**WHAT THE TASK ASKS:** Replace "one space between" with "a single space between" everywhere it occurs in the material below, leaving every other word unchanged.

**DATA LISTING:**
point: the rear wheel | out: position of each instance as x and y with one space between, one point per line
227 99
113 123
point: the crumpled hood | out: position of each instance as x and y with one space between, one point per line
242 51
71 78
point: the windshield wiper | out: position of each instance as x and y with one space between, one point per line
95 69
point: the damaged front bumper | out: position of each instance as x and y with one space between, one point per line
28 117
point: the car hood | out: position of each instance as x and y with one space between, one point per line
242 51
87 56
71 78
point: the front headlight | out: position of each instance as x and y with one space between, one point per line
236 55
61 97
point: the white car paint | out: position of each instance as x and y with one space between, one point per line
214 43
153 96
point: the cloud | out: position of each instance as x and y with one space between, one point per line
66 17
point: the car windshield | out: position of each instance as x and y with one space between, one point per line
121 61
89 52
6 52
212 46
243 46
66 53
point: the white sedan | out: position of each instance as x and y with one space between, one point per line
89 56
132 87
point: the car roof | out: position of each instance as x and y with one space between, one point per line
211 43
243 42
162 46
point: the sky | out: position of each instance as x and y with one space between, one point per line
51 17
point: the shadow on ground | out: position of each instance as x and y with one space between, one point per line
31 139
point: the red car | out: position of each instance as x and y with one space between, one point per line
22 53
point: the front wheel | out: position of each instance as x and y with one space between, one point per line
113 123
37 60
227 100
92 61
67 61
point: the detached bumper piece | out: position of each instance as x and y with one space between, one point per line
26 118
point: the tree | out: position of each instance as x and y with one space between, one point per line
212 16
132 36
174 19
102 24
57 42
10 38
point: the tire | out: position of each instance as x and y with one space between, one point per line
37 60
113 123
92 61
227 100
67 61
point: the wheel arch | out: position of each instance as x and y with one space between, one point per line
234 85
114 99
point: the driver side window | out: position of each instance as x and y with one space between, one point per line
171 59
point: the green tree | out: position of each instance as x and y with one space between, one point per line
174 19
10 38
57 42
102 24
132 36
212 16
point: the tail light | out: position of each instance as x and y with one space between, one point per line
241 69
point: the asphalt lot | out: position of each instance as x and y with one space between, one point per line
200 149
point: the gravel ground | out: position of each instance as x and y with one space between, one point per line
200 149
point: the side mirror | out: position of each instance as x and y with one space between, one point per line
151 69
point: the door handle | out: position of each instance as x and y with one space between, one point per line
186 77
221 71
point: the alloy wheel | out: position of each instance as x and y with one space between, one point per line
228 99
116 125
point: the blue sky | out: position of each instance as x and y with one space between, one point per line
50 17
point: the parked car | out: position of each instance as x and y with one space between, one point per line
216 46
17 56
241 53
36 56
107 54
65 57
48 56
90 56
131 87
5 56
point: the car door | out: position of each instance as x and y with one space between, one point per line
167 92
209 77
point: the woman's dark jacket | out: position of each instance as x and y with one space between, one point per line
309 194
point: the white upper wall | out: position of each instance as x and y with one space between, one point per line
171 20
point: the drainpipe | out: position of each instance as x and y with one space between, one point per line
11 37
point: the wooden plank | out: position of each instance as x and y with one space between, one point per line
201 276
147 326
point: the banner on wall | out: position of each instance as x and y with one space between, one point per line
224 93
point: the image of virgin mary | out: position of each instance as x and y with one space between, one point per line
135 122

**SOLVED EXERCISE:**
point: the rear wheel | out: position of each instance as x and y with a single space between, one point per line
227 99
113 123
point: the crumpled hood | out: position of each instance as x and y with a single space between, one point per line
242 51
71 78
point: the windshield wiper | out: position of each instance as x and y with a single space between, one point per line
95 69
point: the damaged front bumper | out: position of each instance as x and y with a single space between, one point per line
28 117
point: the car hood | out: position of each instance as x and y with a single space between, one point per line
242 51
87 56
71 78
point: the front headlight | out: position of each instance as x and y with a single space between, one point per line
236 55
61 97
point: the white car paint | out: position of each instance as x and y with a single space between, one point per line
214 43
153 96
point: the cloud | out: position of each instance as x and y with a single space between, one point per line
66 17
point: the car windshield | out: position of each instance as x and y with a single space between, one point per line
121 61
89 52
6 52
212 46
243 46
66 53
point: the white sedan | out: position of each instance as x and y with a single space between, one point per line
89 56
132 87
point: the car roof | out: position of each instance as x and y with a single space between, one point per line
211 43
243 42
162 46
point: the sky | out: position of each instance as x and y with a single space between, one point per line
51 17
point: the shadow on ground | out: position of each instance as x and y with a single space between, one point per line
31 139
point: the red car | out: position of each instance as x and y with a single space between, one point per line
22 53
point: the front wheel | out: position of each instance as x and y with a single space between, one point per line
113 123
37 60
227 100
92 61
67 61
point: the detached bumper piece | out: position of each instance as x and y with a single space between, one point per line
26 118
point: the tree | out: position of each instance as x and y with a single space between, one point per line
212 16
132 36
174 19
102 24
57 42
10 38
point: the tire | out: position of each instance as x and y with a single space between, one point per line
37 60
113 123
92 61
227 100
67 61
point: the wheel arch | out: position of each instance as x and y with a single space between, one point per line
234 85
114 99
point: the driver side window | out: position of each instance as x and y with a single space between, one point per line
171 59
point: the green tree | out: position of each instance as x and y with a single space between, one point per line
174 19
10 38
57 42
102 24
132 36
212 16
point: the tail light | out: position of each instance as x and y with a single space between, one point per line
241 69
point: the asphalt lot | out: position of each instance as x and y with a single space between, one point per line
200 149
point: the gravel ground | out: position of each instance as x and y with a single space between, one point per line
200 149
point: the side mirror | out: position of each instance as x and y with a single space between, one point per line
151 69
point: the door handle | out: position of each instance as x and y with a single space between, one point per line
186 77
221 71
point: the alloy wheel | out: position of each instance as x and y with a single space between, one point per line
228 99
116 125
point: the blue sky | out: position of each instance as x and y with a single space between, one point per line
50 17
point: the parked car | out: position of each instance as x and y with a single space between, one point per line
216 46
17 56
241 53
36 56
107 54
65 57
48 56
90 56
131 87
5 56
point: the car door | out: position of each instance as x and y with a single space between, one point per line
167 92
209 77
point: the woman's dark jacket | out: position of each instance as x and y with a single space between, one point per line
309 194
point: the white upper wall | out: position of each instance as x and y with a single space between, one point per line
171 20
point: the drainpipe | out: position of each instance as x and y with a single space between, one point per line
11 37
point: the wooden plank | out: position of each instance as x and y with a single space between, one point per line
201 276
147 326
point: the banner on wall | out: position of each instance as x and y with a single space between, one point per line
224 93
point: the image of virgin mary | out: position of each instance as x and y with a single space between, one point per line
135 122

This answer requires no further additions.